**Document segment**
************

Honestly I find this review to be fairly credible, and I am perhaps the only person in this thread who is going to offer up a unbiased point of view. Some of you believe it, or at least the gist of what is being said, because it conforms to your own beliefs. Some of you discount it as pure bullshit, because the reviewer is saying something you don't want to hear. Both sides are assuredly wrong in their approach. When trying to judge whether something is genuine. You first need to determine if it is in fact plausible.
When we look at this review from a position of what this person should be privy to. What they shouldn't be privy to, and what their sphere of responsibilities ought to be. There is nothing to indicate falsehood, and a great deal that points to it being authentic. The reviewer claims to have been in management at Foster City studios. They are a co development studio. That means they work with second and third party studios. Their primary focus should be on relationships with outside entities.
The gist of the review is based on the perspective of a salesman. This is obviously someone who has to sell third parties on developing for Sony's platforms. This person is in a position of first hand experience. Every grievance that was listed is what someone in such a position might say. Especially considering the fact that reality is in fact bearing out what they have said. When we look at Sony's co development projects over the past few years one thing becomes apparent.
Sony has lost the loyalty of high caliber studios, and has started to use studios of a substantially lower caliber. This isn't even a matter for debate. Sony has lost the brand loyalty of Insomniac. A developer with a relationship that spanned fifteen years, and a number of important franchises. A number of smaller studios who were once loyal have also moved on to developing titles for multiple platforms, or other platforms entirely.

************

**Given information**
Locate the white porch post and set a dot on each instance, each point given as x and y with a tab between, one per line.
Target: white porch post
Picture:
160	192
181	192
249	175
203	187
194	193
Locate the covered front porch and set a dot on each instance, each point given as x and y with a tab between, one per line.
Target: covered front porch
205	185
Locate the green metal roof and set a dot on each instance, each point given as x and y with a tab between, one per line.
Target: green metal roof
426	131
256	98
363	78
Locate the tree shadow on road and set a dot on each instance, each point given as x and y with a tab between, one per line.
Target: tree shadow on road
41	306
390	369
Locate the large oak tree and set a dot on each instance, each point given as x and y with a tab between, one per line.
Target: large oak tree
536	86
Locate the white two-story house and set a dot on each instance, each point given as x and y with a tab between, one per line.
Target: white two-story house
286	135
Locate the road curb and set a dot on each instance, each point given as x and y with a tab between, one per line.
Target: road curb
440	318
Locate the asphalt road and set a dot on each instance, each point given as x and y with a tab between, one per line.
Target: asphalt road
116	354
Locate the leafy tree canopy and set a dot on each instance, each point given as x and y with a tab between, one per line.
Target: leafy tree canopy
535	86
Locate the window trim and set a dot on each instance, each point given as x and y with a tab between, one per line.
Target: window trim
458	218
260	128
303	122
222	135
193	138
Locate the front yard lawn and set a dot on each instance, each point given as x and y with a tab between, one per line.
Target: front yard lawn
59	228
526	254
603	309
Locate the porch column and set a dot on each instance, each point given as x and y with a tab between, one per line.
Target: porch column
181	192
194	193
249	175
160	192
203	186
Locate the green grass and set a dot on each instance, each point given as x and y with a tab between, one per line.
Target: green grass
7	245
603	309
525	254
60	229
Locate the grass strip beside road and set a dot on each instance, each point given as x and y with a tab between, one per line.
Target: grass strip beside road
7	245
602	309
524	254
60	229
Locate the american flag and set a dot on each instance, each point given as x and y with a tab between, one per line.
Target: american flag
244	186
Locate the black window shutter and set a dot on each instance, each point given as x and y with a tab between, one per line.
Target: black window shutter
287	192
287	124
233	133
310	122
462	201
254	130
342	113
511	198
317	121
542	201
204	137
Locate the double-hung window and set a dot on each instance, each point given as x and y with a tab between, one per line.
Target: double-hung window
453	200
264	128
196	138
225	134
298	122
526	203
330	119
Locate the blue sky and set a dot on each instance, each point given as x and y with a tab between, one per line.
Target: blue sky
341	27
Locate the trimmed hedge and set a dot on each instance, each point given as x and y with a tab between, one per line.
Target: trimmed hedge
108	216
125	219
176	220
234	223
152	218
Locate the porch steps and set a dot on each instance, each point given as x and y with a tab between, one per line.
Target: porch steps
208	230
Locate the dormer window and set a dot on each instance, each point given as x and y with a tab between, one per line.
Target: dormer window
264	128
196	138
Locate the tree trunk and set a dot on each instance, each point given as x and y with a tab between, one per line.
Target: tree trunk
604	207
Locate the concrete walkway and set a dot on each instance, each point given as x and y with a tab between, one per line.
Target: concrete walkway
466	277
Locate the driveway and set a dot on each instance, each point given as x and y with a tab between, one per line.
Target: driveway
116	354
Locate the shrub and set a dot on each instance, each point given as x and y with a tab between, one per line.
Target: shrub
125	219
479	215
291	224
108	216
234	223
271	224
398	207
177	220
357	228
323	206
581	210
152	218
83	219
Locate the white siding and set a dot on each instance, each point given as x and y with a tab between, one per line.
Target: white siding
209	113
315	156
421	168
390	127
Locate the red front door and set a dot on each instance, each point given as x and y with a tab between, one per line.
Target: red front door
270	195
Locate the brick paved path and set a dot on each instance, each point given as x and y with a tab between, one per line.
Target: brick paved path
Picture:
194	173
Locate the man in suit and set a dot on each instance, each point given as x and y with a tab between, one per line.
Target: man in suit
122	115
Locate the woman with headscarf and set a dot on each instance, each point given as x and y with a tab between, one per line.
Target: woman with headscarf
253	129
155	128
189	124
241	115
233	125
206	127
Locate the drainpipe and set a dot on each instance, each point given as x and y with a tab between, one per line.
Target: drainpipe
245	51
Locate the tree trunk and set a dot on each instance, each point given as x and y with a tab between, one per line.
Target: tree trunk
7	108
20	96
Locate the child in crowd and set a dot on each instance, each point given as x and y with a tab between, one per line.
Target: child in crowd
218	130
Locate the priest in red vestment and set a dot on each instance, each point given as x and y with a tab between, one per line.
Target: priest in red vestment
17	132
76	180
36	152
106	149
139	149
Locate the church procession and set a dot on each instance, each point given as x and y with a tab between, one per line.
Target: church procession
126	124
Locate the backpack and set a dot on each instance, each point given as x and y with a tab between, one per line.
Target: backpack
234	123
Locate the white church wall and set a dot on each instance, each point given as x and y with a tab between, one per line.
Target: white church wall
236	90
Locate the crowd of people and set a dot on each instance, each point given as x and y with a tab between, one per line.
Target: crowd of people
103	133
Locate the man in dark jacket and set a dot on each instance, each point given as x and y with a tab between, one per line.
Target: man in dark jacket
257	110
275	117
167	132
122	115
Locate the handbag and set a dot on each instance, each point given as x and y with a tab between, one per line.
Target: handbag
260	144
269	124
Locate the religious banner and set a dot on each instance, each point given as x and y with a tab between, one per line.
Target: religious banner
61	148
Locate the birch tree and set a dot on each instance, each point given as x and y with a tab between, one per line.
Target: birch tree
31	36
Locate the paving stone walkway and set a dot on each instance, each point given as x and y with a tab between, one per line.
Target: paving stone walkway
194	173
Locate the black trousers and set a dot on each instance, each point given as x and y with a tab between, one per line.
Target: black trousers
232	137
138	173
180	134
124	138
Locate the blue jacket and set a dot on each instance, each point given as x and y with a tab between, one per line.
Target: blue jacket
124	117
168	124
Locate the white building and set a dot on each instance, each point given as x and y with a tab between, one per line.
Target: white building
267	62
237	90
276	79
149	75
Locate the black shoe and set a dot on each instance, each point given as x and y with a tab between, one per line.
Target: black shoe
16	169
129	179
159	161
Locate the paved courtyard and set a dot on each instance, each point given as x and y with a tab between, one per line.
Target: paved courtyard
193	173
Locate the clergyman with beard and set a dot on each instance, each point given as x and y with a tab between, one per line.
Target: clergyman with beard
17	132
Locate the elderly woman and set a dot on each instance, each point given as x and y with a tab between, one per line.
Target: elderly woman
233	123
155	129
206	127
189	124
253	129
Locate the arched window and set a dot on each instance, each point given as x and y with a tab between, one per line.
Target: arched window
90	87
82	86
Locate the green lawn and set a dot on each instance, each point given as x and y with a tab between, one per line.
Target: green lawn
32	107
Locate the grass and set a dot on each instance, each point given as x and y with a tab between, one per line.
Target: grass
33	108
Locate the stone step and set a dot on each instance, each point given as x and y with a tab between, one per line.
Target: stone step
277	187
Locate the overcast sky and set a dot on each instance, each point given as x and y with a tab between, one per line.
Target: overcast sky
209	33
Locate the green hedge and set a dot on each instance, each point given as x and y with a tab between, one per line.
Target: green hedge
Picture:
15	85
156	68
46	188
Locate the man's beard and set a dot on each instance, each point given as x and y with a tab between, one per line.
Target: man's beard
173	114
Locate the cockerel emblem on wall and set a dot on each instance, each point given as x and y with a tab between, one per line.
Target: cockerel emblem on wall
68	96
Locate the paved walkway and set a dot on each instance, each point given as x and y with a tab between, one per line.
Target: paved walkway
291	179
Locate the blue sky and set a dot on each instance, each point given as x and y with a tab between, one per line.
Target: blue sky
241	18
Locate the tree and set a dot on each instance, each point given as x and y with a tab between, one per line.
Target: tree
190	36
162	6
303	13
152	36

************

**Questions**
a – Copy word for word the passage of the post on the Sony review that opens with the words containing "Sony has lost the loyalty" and closes with "other platforms entirely.".
b – Based on the post on the Sony review, answer yes or no to each statement and quote the words that decide it: (i) The reviewer claims to have held a management role at Foster City studios. (ii) Insomniac's relationship with Sony is described as spanning ten years. (iii) The writer holds that one side of the thread is right in its approach.

**Task solutions**
a –
Sony has lost the loyalty of high caliber studios, and has started to use studios of a substantially lower caliber. This isn't even a matter for debate. Sony has lost the brand loyalty of Insomniac. A developer with a relationship that spanned fifteen years, and a number of important franchises. A number of smaller studios who were once loyal have also moved on to developing titles for multiple platforms, or other platforms entirely.

b –
(i) Yes: "The reviewer claims to have been in management at Foster City studios."
(ii) No: "A developer with a relationship that spanned fifteen years, and a number of important franchises."
(iii) No: "Both sides are assuredly wrong in their approach."